- **TRY IT**: Show each line of the records in which the word "roof" occurs.

· · · · · · ·

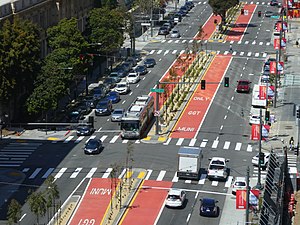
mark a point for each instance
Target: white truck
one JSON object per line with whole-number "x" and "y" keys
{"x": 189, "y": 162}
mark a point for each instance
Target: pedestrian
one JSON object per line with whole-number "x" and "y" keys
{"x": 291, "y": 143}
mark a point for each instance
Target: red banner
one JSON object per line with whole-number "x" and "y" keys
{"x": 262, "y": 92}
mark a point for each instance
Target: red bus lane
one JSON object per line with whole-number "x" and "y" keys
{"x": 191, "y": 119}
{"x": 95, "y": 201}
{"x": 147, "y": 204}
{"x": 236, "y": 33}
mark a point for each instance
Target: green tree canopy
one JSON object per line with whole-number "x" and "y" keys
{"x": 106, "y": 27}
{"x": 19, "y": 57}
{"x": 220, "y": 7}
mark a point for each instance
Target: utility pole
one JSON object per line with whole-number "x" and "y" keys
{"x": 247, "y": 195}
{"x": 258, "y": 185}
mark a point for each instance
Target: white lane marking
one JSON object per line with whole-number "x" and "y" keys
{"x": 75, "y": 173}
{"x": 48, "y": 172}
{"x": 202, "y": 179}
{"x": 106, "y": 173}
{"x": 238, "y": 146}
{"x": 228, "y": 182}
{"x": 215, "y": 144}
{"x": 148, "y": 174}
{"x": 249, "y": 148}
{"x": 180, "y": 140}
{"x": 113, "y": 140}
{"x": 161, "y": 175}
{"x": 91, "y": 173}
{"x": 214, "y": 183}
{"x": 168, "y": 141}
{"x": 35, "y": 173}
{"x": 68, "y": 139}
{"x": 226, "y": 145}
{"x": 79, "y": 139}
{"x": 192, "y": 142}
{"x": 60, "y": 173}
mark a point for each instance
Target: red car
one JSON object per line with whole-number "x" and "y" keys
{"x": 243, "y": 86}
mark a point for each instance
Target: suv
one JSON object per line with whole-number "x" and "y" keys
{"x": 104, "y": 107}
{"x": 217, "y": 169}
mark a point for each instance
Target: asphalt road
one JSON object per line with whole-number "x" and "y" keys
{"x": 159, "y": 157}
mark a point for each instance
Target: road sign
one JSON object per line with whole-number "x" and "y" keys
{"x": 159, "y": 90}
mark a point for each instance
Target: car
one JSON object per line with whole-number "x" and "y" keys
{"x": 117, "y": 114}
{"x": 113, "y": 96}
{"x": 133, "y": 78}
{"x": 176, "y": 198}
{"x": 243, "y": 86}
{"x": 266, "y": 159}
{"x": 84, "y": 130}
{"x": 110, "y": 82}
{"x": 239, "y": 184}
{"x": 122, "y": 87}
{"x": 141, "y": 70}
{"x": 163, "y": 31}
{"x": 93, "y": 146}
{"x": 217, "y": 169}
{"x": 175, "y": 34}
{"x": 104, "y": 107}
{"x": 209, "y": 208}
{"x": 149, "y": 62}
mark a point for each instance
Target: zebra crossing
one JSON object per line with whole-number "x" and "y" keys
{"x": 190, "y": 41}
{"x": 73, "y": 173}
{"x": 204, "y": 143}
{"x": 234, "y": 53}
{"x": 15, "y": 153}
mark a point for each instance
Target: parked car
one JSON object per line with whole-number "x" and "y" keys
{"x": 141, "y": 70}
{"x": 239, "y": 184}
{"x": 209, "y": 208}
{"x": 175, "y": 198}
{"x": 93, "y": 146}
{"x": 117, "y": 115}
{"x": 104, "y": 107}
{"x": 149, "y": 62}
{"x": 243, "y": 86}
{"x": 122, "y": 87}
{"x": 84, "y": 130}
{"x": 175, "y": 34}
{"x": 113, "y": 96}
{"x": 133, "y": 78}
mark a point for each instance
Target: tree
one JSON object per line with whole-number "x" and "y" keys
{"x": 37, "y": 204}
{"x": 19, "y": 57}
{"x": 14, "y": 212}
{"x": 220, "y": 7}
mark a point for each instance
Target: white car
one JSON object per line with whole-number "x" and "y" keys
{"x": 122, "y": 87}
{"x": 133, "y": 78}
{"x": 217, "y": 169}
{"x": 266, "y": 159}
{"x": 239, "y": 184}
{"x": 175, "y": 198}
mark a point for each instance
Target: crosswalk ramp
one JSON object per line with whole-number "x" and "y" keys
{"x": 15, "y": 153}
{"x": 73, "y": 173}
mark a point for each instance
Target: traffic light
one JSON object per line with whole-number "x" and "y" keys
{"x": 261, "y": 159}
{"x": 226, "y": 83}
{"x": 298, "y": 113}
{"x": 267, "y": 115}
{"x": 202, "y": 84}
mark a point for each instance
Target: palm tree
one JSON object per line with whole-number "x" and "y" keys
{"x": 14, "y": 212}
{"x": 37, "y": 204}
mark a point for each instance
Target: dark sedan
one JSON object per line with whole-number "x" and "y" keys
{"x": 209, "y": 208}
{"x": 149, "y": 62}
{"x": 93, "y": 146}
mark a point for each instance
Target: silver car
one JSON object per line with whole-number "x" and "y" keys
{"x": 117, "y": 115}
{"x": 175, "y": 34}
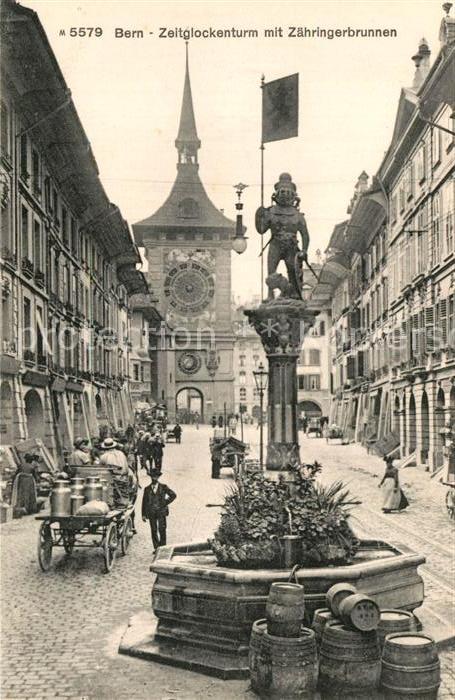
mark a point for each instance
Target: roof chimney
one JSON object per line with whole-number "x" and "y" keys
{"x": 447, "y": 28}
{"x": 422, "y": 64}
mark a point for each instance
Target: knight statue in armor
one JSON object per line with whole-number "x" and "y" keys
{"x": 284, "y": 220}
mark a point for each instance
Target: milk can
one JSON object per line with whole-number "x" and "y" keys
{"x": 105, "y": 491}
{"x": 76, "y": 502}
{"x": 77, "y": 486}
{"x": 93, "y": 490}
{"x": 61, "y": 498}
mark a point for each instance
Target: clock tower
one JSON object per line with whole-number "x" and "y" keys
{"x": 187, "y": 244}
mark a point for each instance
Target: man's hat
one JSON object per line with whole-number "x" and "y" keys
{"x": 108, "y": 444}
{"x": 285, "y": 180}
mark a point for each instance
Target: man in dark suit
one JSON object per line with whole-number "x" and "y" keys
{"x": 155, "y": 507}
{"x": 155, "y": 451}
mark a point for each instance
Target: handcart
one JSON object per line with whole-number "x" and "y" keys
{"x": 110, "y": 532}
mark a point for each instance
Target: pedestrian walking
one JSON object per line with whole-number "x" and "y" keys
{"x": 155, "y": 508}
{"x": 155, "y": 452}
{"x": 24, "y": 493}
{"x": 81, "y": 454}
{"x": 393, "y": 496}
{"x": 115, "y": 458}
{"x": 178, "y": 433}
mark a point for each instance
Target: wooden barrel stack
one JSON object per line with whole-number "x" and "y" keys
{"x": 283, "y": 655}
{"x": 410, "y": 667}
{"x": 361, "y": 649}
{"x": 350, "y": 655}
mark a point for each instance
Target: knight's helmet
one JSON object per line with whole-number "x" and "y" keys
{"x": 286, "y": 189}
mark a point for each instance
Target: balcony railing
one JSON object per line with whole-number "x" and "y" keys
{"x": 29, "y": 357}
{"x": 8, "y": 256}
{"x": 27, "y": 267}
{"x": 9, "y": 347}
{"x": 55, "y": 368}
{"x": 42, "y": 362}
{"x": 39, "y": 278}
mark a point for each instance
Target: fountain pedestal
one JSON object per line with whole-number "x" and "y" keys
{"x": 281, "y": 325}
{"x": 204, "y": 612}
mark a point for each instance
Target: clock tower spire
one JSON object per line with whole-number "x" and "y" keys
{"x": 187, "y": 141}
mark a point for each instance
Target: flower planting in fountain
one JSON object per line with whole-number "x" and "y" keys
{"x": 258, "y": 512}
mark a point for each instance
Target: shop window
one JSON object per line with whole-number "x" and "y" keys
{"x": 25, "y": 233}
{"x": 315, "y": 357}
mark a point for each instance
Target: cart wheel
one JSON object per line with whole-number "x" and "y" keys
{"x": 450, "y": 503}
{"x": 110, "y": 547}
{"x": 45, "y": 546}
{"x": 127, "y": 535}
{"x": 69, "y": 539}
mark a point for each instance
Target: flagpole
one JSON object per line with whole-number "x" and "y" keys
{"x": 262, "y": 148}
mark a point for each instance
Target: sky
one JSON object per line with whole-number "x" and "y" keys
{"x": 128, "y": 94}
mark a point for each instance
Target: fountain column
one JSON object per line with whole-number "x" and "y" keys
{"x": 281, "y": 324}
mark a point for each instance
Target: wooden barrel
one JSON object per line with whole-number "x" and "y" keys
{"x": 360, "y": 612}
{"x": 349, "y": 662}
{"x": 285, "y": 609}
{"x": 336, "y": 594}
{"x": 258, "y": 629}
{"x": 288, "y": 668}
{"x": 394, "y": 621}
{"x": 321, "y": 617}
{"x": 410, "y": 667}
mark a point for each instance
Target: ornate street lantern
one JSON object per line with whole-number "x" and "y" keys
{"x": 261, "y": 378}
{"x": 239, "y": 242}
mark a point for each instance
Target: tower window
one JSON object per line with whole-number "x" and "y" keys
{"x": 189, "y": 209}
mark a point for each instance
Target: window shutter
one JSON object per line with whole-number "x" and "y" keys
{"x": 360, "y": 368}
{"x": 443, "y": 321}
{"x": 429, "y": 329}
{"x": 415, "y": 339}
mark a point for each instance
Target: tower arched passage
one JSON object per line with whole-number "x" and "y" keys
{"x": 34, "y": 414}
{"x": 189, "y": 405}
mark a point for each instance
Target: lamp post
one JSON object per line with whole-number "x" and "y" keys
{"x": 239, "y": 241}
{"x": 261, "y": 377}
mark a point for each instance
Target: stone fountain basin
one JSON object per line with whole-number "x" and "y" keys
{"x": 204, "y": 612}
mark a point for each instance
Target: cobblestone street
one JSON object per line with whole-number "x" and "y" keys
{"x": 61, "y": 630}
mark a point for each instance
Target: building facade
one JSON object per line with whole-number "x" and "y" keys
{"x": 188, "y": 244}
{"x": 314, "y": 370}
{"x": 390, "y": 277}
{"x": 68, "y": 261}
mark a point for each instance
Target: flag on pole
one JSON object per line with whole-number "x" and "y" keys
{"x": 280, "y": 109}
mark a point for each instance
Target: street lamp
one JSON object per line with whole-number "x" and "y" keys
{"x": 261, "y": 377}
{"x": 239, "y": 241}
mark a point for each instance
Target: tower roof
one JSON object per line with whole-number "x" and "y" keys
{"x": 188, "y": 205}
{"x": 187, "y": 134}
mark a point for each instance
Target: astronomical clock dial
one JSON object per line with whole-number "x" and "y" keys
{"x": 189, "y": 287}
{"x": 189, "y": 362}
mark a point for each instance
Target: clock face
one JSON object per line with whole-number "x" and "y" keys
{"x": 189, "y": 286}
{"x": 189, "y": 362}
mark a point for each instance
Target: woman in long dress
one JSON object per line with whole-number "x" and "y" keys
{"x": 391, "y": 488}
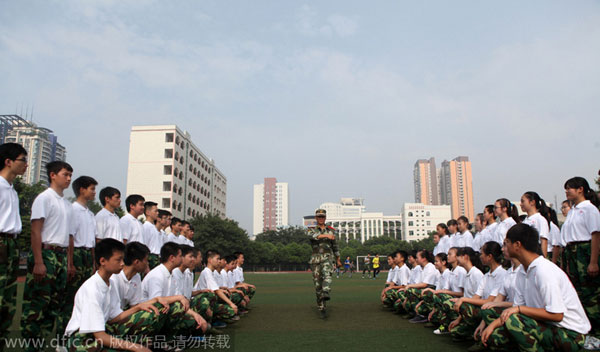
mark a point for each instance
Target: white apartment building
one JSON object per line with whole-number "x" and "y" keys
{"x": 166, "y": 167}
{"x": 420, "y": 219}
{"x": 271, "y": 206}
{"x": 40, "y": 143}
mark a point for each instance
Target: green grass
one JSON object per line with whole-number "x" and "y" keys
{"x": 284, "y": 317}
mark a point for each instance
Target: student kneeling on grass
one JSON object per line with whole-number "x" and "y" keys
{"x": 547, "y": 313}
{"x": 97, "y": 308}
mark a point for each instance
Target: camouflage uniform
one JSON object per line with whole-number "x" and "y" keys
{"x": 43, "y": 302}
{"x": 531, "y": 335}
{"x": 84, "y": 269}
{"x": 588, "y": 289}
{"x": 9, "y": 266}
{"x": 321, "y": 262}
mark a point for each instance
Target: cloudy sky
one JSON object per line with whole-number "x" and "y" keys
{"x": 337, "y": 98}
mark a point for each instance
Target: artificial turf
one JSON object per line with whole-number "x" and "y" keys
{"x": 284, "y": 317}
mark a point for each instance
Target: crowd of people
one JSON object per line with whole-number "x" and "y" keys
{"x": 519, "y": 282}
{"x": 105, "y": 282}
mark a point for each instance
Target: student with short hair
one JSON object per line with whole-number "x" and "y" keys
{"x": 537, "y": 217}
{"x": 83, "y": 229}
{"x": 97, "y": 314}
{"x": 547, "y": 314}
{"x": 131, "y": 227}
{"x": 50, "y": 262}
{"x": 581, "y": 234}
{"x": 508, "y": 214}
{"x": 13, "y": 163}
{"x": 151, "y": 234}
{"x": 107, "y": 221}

· · · · · · ·

- **OUTPUT FOR THIS EXERCISE**:
Target: roof chimney
Target: tower roof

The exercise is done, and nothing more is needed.